[Extracted records]
====

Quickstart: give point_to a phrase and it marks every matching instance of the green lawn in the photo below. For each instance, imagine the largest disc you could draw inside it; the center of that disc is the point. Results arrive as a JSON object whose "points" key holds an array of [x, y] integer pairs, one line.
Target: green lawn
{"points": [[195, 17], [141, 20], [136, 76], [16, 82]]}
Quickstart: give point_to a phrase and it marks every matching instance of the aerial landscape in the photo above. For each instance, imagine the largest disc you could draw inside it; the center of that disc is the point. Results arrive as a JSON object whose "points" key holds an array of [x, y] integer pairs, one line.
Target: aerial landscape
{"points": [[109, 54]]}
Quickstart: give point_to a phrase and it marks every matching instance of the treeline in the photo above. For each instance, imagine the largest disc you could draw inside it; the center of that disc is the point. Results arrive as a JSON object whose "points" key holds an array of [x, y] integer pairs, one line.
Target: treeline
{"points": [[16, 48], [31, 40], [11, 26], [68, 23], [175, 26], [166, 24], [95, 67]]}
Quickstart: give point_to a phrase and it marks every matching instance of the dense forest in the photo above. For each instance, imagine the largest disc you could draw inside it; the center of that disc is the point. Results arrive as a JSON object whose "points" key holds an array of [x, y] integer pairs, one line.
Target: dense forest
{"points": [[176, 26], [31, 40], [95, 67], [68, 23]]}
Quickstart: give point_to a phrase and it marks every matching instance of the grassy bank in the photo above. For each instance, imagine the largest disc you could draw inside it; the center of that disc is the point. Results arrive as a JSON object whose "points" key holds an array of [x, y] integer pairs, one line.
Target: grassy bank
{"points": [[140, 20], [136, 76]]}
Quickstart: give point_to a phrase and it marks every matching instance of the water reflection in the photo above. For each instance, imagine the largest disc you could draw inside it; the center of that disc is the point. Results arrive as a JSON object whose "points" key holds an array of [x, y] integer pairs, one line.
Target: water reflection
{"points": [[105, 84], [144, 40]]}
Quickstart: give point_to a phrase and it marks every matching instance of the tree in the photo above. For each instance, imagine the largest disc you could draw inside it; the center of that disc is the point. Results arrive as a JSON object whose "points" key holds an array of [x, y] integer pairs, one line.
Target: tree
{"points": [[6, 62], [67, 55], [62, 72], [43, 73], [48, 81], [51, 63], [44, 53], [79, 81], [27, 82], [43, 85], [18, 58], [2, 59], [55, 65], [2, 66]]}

====

> Your task
Output the lines above between the one holding "Target: aerial landscape" and the one holding "of the grassy", inclusive, with nothing before or after them.

> Completed exercise
Target: aerial landscape
{"points": [[109, 54]]}
Quickstart: give point_to a phrase and it marks every matching instance of the treeline in the photo above. For each instance, imagine the largest disc you could draw inside it; the center of that disc is the point. Results arrive as a JSON object whose "points" key holds an array of [x, y] integer pairs, one line.
Target: treeline
{"points": [[16, 48], [31, 40], [11, 26], [68, 23], [175, 26], [166, 24], [95, 67]]}
Quickstart: give point_to a phrase and it marks every matching instance of the dense forest in the photo above. For each instance, imagine the largest disc you could draw inside it; the center of that disc is the point. Results arrive as a JSON object whose "points" key holds an array of [x, y] integer pairs, one line.
Target: dense forest
{"points": [[176, 26], [31, 40], [95, 67], [68, 23]]}
Quickstart: give point_to a phrase and it marks every matching instance of the grassy bank in the photo above. For each instance, imagine the largest disc you could draw inside it; the center of that disc is the point. Results arrive as a JSON object whose "points" key holds an array of [x, y] integer pairs, one line.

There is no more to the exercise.